- **EXTRACTED TEXT**
★ ★ ★ ★ ★
With cases spiking around the country, COVID-19 continues to disrupt major team sports in the U.S.
The following is a scorecard for where leagues stand relative to the health concerns posed by the pandemic, which is delaying the start of seasons and impacting other campaigns.
Commissioner Gary Bettman said the NHL is looking into a range of options to reduce the need for travel and health risks for attendees.
Speaking at the 2020 Paley International Council Summit on Nov. 10, Bettman, who has previously pointed to a Jan. 1, 2021, start, said games would be played in teams' home arenas, without fans in some locations. Contests could be played in stretches of 10 to 12, with teams only returning to their families at the end rather than between games.
Bettman said the league and its players have to consider alternative ways to play, given its seven Canadian franchises. Non-essential travel between the U.S. and Canada is currently restricted.
The NHL finished the 2019-20 season and held its Stanley Cup Playoffs in so-called bubbles in Edmonton and Toronto from July 25 through Sept. 28.
NBCUniversal Media LLC's NBC Sports is the national rights-holder for NHL games in the U.S.
A number of American football games were rescheduled as players tested positive for the coronavirus, and this looks set to continue. Currently, Pittsburgh QB Ben Roethlisberger is one of four Steelers that had close contact with a player that tested positive. All five may be forced to sit out the Nov. 15 contest against Cincinnati in FOX (US)'s high-rated late Sunday afternoon window. Pittsburgh is the league's only unbeaten team.
★ ★ ★ ★ ★
[Items drawn from a data source]
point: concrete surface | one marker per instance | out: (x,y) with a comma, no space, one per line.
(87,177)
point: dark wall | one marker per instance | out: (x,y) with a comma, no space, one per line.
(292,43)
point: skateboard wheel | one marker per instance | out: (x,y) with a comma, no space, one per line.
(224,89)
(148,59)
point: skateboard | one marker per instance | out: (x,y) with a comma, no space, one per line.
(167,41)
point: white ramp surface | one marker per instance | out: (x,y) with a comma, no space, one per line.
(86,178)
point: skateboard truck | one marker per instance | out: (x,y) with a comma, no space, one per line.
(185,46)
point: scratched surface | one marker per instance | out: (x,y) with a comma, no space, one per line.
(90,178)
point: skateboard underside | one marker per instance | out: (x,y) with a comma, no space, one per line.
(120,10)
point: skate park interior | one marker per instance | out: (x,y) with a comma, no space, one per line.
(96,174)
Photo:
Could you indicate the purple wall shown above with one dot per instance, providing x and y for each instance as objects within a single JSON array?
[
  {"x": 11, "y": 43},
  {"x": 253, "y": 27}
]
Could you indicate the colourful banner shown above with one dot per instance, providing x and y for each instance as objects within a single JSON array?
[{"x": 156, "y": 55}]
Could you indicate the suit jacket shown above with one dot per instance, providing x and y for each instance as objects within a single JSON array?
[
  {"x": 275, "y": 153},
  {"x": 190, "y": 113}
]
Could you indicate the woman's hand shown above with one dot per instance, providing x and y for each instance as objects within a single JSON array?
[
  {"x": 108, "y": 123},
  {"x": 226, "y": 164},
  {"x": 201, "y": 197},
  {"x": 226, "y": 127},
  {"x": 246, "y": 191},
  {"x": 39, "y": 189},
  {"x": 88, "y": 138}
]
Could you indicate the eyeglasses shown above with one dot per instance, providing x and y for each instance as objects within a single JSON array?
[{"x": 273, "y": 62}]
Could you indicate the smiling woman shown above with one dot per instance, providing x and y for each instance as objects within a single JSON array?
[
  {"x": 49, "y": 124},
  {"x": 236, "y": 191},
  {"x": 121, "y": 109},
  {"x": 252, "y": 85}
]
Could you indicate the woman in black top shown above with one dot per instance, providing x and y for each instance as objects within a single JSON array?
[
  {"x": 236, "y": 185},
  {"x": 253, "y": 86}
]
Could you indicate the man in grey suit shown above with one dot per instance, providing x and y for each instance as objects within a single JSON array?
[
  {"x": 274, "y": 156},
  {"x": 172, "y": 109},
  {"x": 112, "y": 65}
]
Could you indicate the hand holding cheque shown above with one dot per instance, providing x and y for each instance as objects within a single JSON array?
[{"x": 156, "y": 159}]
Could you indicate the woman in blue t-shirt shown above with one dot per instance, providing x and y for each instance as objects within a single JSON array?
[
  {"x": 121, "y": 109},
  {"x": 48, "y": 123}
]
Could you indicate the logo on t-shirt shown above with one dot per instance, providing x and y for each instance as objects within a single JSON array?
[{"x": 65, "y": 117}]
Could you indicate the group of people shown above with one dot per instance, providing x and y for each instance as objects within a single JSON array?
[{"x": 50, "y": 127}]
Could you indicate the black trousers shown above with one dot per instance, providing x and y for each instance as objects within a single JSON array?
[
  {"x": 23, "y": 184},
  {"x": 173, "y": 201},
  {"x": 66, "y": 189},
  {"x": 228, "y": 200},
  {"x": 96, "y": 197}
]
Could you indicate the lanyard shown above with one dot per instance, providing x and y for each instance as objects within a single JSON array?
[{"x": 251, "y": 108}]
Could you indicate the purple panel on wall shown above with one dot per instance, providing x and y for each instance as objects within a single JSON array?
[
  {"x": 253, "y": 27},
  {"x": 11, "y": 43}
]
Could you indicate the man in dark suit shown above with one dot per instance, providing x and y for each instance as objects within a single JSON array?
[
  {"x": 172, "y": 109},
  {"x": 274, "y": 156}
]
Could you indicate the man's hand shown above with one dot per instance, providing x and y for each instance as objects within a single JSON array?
★ ★ ★ ★ ★
- **APPLY WHAT YOU READ**
1. Reproduce the part of the COVID-19 sports article that opens with the words containing "With cases spiking" and closes with "risks for attendees.".
2. Extend the COVID-19 sports article, starting right after its final sentence.
Nothing in the listing is needed for this work.

- **ANSWERS**
1.
With cases spiking around the country, COVID-19 continues to disrupt major team sports in the U.S.
The following is a scorecard for where leagues stand relative to the health concerns posed by the pandemic, which is delaying the start of seasons and impacting other campaigns.
Commissioner Gary Bettman said the NHL is looking into a range of options to reduce the need for travel and health risks for attendees.

2.
To safeguard against potential game cancellations, NFL owners on Nov. 10 unanimously approved the expansion of the playoff field from 14 to 16 in certain cases — with eight teams each from the American and National Football Conferences. The league could also add an extra week to its season.
The expanded playoff field had already grown from 12 to 14 games with CBS (US) and NBC (US) paying an estimated $75 million apiece for their extra Wild Card telecast.
Positive coronavirus tests and contact tracing has also caused postponements and cancellations at the College football level. Four Southeastern Conference games this weekend are impacted, including the matchup between No. 1 Alabama and the struggling defending champion, LSU. A perennial ratings winner, the matchup was to lead out of CBS' third round coverage of The Masters golf tourney, delayed by the pandemic since April.
At least three other games were canceled or postponed in the week beginning Nov. 9.
The Pac-12 Conference elected to play a seven–game, conference-only slate that kicked off Nov. 7, but saw a pair of opening weekend contests — Arizona-Utah and Washington-California — canceled.
The Big Ten Conference, which also delayed the start of its football season, has seen Wisconsin miss two games, while No. 3 Ohio State will not play Maryland on Nov. 14 because of the pandemic.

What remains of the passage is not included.